- Stated problem 1: Copy the entries below word for word, starting at the line with "In the photo below, where can the calm" and ending at the line with "column 134, row 54", both lines included.

- Text provided:

--

Awesome

ICE-Talk

ICE-Talk is an Interface for a Controllable Expressive Talking Machine. It is a web-based GUI that allows the use of a TTS system with controllable parameters via a text field and a clickable 2D plot. It enables the study of latent spaces for controllable TTS. This repository implements:

Visualization and Interpretation of Latent Spaces for Controlling Expressive Speech Synthesis Through Audio Analysis
ICE-Talk: an Interface for a Controllable Expressive Talking Machine
ICE-Talk 2: Interface for Controllable Expressive TTS with perceptual assessment tool !!! NEW !!! This Journal Article comes with a fully reproducible code capsule. It consists of an environment setup, a pretrained model (LJ-Speech seed), and all the preprocessing steps up to the acoustic analysis: https://doi.org/10.24433/CO.1645822.v1

Click on "Reproducible Run" to execute. Look at "run.sh" in the capsule to see what is done. You can dowload a docker image and see the dockerfile from there.

Here are samples from a model trained on Blizzard 2013 dataset that you can explore through a 2D interface:

http://noetits.com/speak-with-style-demo/

https://jsfiddle.net/g9aos1dz/show

All the samples behind that are stored here

And here is a demo of the TTS with control from the 2D space, trained with a proprietary dataset, containing specific speech style categories:

The TTS architecture is based on Oliver Watt's ophelia and Kyubyong Park's dc_tts repository, which implements a variant of the system described in Efficiently Trainable Text-to-Speech System Based on Deep Convolutional Networks with Guided Attention.

Tools

Go to a suitable location and clone repository:

git clone https://github.com/noetits/ICE-Talk
cd ICE-Talk/
CODEDIR=`pwd`

Installation of Python dependencies with virtual environment

create a conda environment and activate it:

conda create -n py_ice_talk python=3
conda activate py_ice_talk

With the virtual environment activated, you can now install the necessary packages.

Then:

conda install -c anaconda tensorflow-gpu=1.13.1
pip install librosa matplotlib
pip install -r requirements.txt

The first command takes a few minutes. The rest is faster.

--

- Stated problem 2: According to the ICE-Talk page, what dataset was the model behind the explorable 2D-interface samples trained on?

- Extracted information:

--

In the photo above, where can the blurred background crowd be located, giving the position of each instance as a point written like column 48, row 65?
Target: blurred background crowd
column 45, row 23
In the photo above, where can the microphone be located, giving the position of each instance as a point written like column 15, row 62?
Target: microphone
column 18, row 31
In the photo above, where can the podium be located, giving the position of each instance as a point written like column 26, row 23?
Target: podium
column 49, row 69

--

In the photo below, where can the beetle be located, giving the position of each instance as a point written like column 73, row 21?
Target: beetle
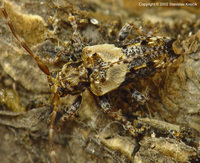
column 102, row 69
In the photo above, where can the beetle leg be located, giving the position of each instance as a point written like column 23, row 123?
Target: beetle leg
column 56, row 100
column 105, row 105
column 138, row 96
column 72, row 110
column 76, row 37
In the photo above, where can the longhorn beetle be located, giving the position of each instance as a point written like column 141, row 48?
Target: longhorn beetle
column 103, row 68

--

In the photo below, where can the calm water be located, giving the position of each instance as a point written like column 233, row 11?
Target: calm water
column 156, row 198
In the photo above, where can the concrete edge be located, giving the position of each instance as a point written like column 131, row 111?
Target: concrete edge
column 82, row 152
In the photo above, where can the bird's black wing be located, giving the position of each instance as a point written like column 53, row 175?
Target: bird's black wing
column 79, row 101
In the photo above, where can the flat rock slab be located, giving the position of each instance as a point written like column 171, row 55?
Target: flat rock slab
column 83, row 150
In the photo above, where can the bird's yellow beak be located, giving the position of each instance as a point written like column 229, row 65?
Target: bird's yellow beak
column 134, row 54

--

- Exercise output 1:
In the photo below, where can the calm water be located, giving the position of each instance as a point written like column 233, row 11?
Target: calm water
column 156, row 198
In the photo above, where can the concrete edge be located, giving the position of each instance as a point written like column 131, row 111?
Target: concrete edge
column 82, row 152
In the photo above, where can the bird's black wing be located, giving the position of each instance as a point written like column 53, row 175?
Target: bird's black wing
column 79, row 101
In the photo above, where can the flat rock slab be located, giving the position of each instance as a point written like column 171, row 55?
Target: flat rock slab
column 83, row 150
In the photo above, where can the bird's yellow beak be located, giving the position of each instance as a point written like column 229, row 65?
Target: bird's yellow beak
column 134, row 54

- Exercise output 2: The Blizzard 2013 dataset.